PROBLEM TO SOLVE » Reproduce word for word the part of the passage on Eco-Judaism and the High Holidays that begins at the words "On Tuesday, Sept." and stops after "Center at mliebling@rrc.edu.)".

* start READING PASSAGE *

This High Holiday season, Waskow is promoting speakers on
Eco-Judaism (including Allen, who commissions a series of "Earth
Etudes," such as this essay, for Ma'yan Tikva's blog each High Holiday
season) to Jewish schools and institutions, for engagements to coincide with
Pope Francis' Sept. 22-27 U.S. visit.
Past High Holiday environmental series at the Shalom Center
have included 2008's "Clouds, Yom Kippur, & Climate Crisis in the
Balance."
On Tuesday, Sept. 22, the Shalom
Center is sponsoring a Yom Kippur
observance, including Kol Nidre, at sunset at the Lincoln Memorial in Washington, to fall just
before Pope Francis addresses a joint session of Congress on the climate
crisis. (Those interested may contact Rabbi Mordechai Liebling of the
Center at mliebling@rrc.edu.)

* end READING PASSAGE *
* start PROVIDED INFORMATION *

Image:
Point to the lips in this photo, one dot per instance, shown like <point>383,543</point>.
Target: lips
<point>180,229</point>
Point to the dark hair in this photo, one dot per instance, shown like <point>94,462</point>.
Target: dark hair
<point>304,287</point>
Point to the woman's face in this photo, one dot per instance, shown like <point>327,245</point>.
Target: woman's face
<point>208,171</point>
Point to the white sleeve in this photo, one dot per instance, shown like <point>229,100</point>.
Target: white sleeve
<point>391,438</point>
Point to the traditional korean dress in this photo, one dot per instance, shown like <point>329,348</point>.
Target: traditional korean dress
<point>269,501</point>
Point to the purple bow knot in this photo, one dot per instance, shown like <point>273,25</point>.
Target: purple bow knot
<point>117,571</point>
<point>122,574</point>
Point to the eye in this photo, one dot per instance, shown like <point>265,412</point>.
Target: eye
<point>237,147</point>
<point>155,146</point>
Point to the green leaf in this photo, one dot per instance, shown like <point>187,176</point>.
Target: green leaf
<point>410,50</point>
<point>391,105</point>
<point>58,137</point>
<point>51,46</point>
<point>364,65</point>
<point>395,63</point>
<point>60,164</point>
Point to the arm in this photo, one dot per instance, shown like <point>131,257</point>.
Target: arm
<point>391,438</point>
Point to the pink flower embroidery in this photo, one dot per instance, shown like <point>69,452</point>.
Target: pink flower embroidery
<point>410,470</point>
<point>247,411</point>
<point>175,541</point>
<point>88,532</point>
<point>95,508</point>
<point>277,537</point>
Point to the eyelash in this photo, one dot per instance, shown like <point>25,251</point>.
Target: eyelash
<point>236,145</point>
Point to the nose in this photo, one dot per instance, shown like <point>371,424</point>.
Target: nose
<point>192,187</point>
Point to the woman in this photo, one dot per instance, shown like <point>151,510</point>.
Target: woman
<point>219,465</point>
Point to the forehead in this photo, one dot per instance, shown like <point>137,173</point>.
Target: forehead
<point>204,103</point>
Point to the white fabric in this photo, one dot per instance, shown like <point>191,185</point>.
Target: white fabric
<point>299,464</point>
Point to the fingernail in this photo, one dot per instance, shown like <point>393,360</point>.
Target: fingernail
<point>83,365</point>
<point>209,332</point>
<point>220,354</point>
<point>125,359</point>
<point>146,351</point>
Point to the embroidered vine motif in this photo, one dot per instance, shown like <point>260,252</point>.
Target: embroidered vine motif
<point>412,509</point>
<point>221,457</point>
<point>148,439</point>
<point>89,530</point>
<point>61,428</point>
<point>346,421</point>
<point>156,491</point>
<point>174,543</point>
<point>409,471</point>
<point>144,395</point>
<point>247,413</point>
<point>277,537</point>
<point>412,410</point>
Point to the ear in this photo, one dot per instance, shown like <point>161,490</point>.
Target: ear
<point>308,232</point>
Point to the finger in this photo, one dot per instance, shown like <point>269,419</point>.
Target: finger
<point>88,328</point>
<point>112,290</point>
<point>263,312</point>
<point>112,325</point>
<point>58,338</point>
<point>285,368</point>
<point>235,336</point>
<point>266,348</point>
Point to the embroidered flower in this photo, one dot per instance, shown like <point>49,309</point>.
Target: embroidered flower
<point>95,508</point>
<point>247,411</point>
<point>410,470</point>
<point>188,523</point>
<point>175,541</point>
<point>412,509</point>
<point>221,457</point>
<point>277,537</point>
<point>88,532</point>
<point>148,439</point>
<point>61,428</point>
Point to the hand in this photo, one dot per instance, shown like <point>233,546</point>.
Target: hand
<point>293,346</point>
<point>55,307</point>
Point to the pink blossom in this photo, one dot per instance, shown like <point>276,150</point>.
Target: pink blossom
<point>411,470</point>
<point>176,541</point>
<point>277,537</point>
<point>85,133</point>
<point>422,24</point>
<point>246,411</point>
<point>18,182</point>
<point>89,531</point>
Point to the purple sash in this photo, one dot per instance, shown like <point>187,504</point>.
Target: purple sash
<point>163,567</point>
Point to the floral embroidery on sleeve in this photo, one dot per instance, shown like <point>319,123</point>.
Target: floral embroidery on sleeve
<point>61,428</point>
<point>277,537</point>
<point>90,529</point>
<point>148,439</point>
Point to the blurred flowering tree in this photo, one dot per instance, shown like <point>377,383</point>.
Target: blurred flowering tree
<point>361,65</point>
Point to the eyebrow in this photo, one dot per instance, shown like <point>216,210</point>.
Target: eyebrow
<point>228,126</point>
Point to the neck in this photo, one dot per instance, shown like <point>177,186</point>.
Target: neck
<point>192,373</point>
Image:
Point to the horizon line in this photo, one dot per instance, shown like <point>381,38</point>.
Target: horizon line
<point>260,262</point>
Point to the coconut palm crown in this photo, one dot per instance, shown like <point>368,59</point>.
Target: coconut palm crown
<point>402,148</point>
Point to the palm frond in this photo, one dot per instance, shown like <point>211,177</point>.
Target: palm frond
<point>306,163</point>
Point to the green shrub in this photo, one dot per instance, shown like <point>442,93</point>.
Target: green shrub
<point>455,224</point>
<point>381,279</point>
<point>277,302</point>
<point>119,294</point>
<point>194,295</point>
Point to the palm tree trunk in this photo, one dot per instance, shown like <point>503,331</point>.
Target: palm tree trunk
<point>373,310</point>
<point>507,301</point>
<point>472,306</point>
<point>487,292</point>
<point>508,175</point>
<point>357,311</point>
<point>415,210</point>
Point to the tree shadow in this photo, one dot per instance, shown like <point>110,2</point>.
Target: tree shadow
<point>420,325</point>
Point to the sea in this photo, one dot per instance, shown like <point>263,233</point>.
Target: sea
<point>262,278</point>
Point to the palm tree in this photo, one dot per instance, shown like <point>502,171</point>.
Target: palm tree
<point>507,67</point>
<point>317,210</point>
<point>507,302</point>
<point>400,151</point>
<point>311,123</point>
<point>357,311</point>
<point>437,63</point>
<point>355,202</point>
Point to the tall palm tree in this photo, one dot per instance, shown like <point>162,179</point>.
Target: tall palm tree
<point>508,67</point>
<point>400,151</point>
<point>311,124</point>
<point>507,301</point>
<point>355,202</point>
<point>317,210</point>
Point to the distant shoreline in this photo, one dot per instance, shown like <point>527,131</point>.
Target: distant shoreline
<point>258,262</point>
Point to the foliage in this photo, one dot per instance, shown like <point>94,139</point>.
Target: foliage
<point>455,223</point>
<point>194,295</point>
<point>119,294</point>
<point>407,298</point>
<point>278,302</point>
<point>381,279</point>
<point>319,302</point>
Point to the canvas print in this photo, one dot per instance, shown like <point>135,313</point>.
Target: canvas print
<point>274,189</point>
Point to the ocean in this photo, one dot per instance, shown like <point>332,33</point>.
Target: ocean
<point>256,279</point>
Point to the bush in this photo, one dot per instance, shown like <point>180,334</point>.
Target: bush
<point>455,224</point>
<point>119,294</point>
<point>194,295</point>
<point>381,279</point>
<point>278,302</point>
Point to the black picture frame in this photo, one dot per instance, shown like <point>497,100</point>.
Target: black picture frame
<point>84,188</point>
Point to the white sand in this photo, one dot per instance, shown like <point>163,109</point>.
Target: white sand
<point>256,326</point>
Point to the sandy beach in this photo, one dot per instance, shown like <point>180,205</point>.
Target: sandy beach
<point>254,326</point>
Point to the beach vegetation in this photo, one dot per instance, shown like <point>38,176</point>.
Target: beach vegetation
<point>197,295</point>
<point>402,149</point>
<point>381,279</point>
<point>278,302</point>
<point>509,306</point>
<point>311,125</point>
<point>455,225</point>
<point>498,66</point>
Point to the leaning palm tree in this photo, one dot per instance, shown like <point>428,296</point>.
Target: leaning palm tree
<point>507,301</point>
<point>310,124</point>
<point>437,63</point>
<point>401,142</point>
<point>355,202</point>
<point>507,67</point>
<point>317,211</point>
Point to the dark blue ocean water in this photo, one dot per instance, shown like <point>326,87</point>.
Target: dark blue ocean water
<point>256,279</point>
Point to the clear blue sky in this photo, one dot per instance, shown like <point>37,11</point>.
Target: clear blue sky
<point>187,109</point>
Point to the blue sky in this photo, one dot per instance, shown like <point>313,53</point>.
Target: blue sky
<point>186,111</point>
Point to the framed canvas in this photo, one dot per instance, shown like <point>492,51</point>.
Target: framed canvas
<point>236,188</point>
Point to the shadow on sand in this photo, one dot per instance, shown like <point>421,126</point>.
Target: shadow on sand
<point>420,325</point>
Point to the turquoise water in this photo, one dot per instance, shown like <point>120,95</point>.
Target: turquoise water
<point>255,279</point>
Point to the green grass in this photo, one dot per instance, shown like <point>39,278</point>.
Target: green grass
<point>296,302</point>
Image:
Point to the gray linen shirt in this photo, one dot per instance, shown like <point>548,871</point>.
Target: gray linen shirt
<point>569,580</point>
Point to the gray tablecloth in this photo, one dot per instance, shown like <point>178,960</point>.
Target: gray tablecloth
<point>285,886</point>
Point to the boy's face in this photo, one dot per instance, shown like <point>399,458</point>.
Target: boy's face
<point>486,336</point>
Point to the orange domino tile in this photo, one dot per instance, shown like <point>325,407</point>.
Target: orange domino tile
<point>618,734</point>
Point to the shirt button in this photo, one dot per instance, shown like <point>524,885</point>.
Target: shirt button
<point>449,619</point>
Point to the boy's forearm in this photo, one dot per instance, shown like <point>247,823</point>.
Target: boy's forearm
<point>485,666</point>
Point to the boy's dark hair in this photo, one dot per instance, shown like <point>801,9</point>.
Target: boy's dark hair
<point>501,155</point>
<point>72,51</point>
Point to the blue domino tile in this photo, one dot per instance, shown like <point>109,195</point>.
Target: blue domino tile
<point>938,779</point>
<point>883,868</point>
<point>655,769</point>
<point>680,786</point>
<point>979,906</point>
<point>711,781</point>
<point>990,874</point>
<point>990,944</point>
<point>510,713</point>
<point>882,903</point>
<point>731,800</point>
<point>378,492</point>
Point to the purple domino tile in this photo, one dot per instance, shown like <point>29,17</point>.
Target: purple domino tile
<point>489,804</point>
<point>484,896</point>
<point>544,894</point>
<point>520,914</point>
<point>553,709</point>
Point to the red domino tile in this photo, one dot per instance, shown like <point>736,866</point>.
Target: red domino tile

* end PROVIDED INFORMATION *

PROBLEM SOLUTION »
On Tuesday, Sept. 22, the Shalom
Center is sponsoring a Yom Kippur
observance, including Kol Nidre, at sunset at the Lincoln Memorial in Washington, to fall just
before Pope Francis addresses a joint session of Congress on the climate
crisis. (Those interested may contact Rabbi Mordechai Liebling of the
Center at mliebling@rrc.edu.)